━━━━━ Extrait fourni

Enfin, messieurs, si à la suite de tant d'entraves mises au pouvoir exécutif et à sa direction centrale, si après les mesures extraordinaires récemment adoptées, et contre lesquelles je ne cesse de réclamer, je considère les cas de déchéance du trône que vous avez décrétés, et qu'aucun législateur avant vous n'avait ainsi multipliés et déterminés, je trouve que la royauté, dépouillée dans l'opinion et en réalité de tout ce qu'elle avait d'imposant, n'a plus les moyens d'acquitter ce que vous lui demandez.

» Je ne dis rien du nouvel ordre judiciaire; le silence de la charte semble un aveu tacite de ses inconvéniens.

» Mais l'organisation et l'emploi de la force publique présentent de bien graves considérations. Voilà donc la nation tout entière constituée en armée permanente! Quel a pu être l'objet de cette étrange et dangereuse innovation, qui rappelle parmi nous les mœurs des Germains, lorsque tant d'autres habitudes et d'institutions les repoussent?

» Il était sans doute utile d'avoir une milice non soldée proportionnée à l'armée de ligne; mais tous les citoyens actifs convertis en gardes nationales, l'usage habituel des armes séparé d'une discipline sévère, les fonctions, les travaux militaires se mêlant à tous les actes, à toutes les professions civiles!

Je vois dans ces nouvelles dispositions plus d'inquiétude que de sûreté, plus de mouvement que d'harmonie, et une perte immense de temps et de travail, qui sont la seule propriété du pauvre.

>>

Quant à l'action et à la direction de la force publique pour l'ordre intérieur, la condition d'être requis par les officiers municipaux est une sage mesure; mais la tranquillité publique ne doit cependant pas dépendre de la complicité, de la faiblesse ou de la terreur des officiers du peuple; et le pouvoir exécutif, sous sa responsabilité, doit être autorisé comme en Angleterre, à l'emploi de la force lorsqu'elle est nécessaire.

━━━━━━━━━━

### Problème à résoudre
Recopiez fidèlement le passage de l'extrait fourni situé entre « Quant à l'action » et « lorsqu'elle est nécessaire. », ces deux segments inclus. Appuyez-vous exclusivement sur l'extrait fourni.

━━━━━ Données disponibles

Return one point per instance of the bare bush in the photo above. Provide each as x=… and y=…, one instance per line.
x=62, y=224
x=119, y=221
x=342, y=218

━━━━━━━━━━

### Réponse attendue
Quant à l'action et à la direction de la force publique pour l'ordre intérieur, la condition d'être requis par les officiers municipaux est une sage mesure; mais la tranquillité publique ne doit cependant pas dépendre de la complicité, de la faiblesse ou de la terreur des officiers du peuple; et le pouvoir exécutif, sous sa responsabilité, doit être autorisé comme en Angleterre, à l'emploi de la force lorsqu'elle est nécessaire.